▶ _Excerpt to read_
++++++++

Yet, that is precisely what America’s cultural elite have been doing for years and most especially since they’ve vandalized, destroyed, removed Confederate and other statues. The Administration, Faculty, and Trustee Board of Washington and Lee University have grown ashamed of Robert E. Lee and are doing everything but removing his name from the school to minimize the general’s influence on campus. It is likely only a matter of time before they will once again try to remove even his name.  Similarly, Virginia Governor Ralph Northam and Richmond Mayor Levar Stoney destroyed Lee’s 130-year-old statue on the city’s Monument Avenue. America’s elites justify the demonization of Lee by labeling the general “evil” despite his abundant courage and cool leadership.  

Simultaneously Richmond paid homage to George Floyd with a laser hologram and light show superimposed on Lee’s statue, even though Floyd was a convicted criminal who served five years in prison starting in 2009 for aggravated robbery with a deadly weapon. On the day he died while in police custody with toxic levels of narcotics in his bloodstream in 2020, he was arrested for passing counterfeit $20 bills and resisting arrest. Similarly, Richmond erected a so-called “emancipation memorial” honoring black Virginians of the antebellum and Civil War eras. Among those glorified is Nat Turner who led a drunken slave uprising in 1831 that massacred fifty-five whites. America’s elites label Turner “good” even though most of his victims were women and children hacked to death with hatches and axes.

++++++++

▶ _Extracted information_
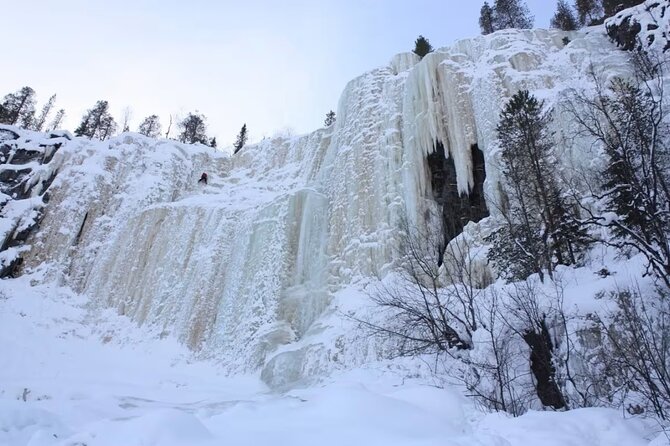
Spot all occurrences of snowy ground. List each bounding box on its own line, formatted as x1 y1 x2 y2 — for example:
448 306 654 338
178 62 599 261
0 276 665 446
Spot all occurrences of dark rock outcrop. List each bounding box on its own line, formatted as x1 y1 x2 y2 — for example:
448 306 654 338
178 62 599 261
427 142 489 264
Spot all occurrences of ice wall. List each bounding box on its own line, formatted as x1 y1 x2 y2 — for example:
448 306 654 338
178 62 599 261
25 22 626 385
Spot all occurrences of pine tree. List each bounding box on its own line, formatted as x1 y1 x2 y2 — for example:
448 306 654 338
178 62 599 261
493 0 534 29
178 111 208 145
575 0 603 26
47 108 65 131
0 87 35 128
74 101 116 141
479 2 495 35
233 124 249 154
551 0 578 31
34 94 56 132
489 90 586 279
414 36 433 59
323 110 335 127
121 107 133 133
137 115 162 138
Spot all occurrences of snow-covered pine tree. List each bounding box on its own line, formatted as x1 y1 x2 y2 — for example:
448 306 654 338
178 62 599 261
479 2 495 35
178 111 209 144
489 90 586 280
33 94 56 132
0 87 35 128
493 0 534 29
137 115 162 138
233 123 249 153
74 100 116 141
48 108 65 130
413 36 433 59
323 110 335 127
551 0 579 31
575 0 603 26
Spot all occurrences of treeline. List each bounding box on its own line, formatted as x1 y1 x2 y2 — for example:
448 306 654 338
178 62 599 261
479 0 644 34
0 86 253 152
0 87 336 153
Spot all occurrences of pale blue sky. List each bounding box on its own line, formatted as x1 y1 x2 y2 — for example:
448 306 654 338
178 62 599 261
5 0 555 145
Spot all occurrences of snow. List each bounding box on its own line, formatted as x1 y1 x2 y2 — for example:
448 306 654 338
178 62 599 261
9 19 640 387
0 275 662 446
0 5 663 446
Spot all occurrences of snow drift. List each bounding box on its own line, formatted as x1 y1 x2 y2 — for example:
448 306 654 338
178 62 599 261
5 3 660 385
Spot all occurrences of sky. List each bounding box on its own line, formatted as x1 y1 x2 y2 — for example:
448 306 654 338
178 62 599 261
5 0 555 146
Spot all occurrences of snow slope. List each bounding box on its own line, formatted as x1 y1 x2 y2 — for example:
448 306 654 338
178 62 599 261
13 19 627 385
0 276 663 446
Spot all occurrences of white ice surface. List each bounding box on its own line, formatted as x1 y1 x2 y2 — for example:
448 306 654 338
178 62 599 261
0 277 663 446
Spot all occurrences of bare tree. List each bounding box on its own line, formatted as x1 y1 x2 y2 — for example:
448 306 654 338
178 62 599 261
359 221 478 356
569 48 670 287
599 287 670 420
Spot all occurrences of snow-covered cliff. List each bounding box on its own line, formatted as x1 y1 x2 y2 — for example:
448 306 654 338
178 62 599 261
10 9 652 385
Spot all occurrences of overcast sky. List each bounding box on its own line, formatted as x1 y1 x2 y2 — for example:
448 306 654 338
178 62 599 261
5 0 555 146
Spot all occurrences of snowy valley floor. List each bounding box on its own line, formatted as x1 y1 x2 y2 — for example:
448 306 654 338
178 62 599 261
0 277 667 446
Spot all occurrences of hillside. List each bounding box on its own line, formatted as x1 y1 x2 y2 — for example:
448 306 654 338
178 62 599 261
0 0 670 445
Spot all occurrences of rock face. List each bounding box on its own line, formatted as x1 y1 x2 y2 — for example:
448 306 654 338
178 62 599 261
0 125 70 278
605 0 670 52
13 20 644 386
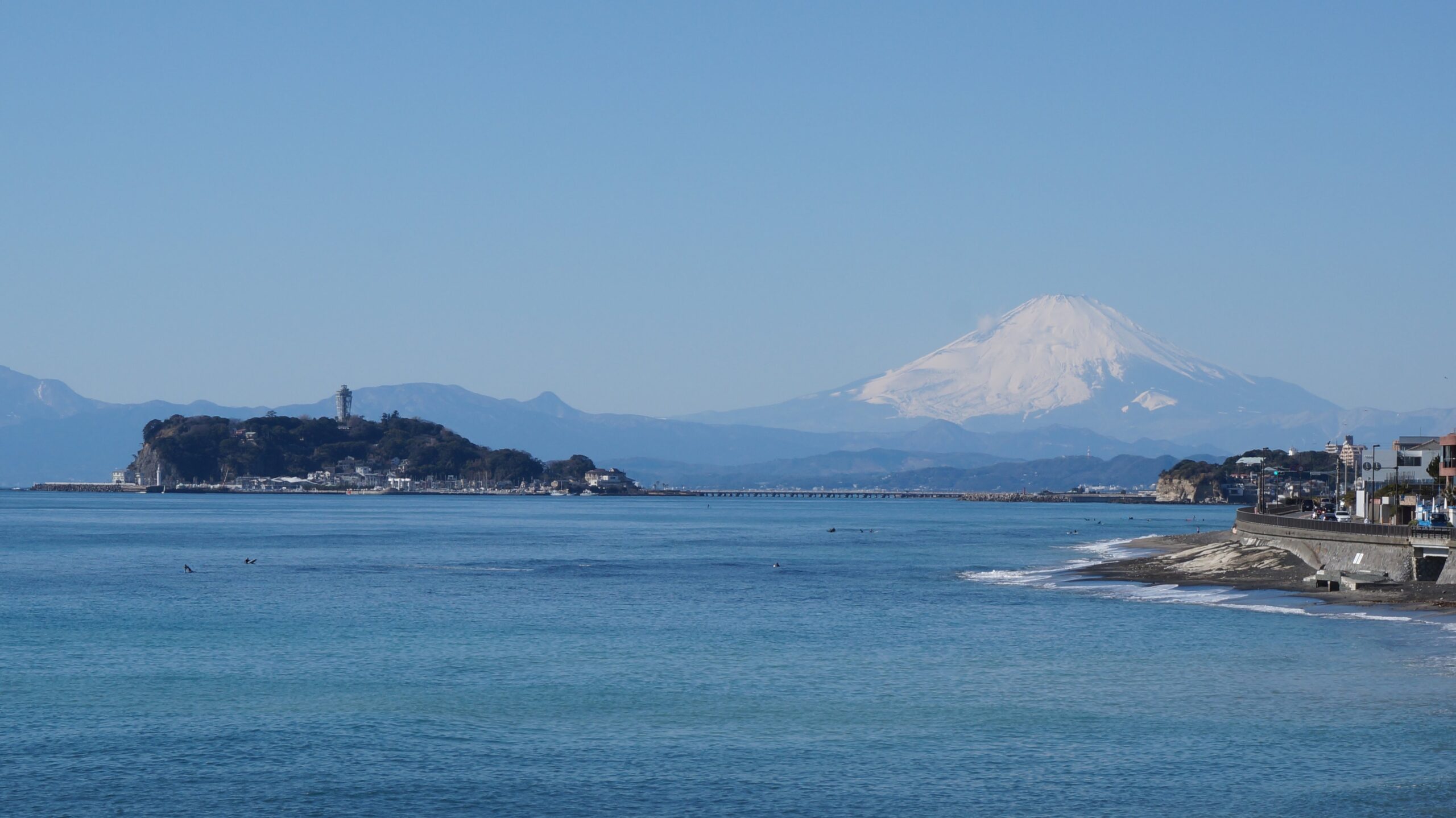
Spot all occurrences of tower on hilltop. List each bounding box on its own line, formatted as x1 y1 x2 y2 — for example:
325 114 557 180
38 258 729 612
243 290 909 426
333 386 354 424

++++++++

▶ _Exercise set_
1. Copy the passage of the excerpt about Robert E. Lee between "Simultaneously Richmond paid" and "hatches and axes.", inclusive.
2. According to the excerpt about Robert E. Lee, how old was the Lee statue on Richmond's Monument Avenue?
The listing has nothing to do with the excerpt about Robert E. Lee.

▶ _Your responses_
1.
Simultaneously Richmond paid homage to George Floyd with a laser hologram and light show superimposed on Lee’s statue, even though Floyd was a convicted criminal who served five years in prison starting in 2009 for aggravated robbery with a deadly weapon. On the day he died while in police custody with toxic levels of narcotics in his bloodstream in 2020, he was arrested for passing counterfeit $20 bills and resisting arrest. Similarly, Richmond erected a so-called “emancipation memorial” honoring black Virginians of the antebellum and Civil War eras. Among those glorified is Nat Turner who led a drunken slave uprising in 1831 that massacred fifty-five whites. America’s elites label Turner “good” even though most of his victims were women and children hacked to death with hatches and axes.

2. 130 years old.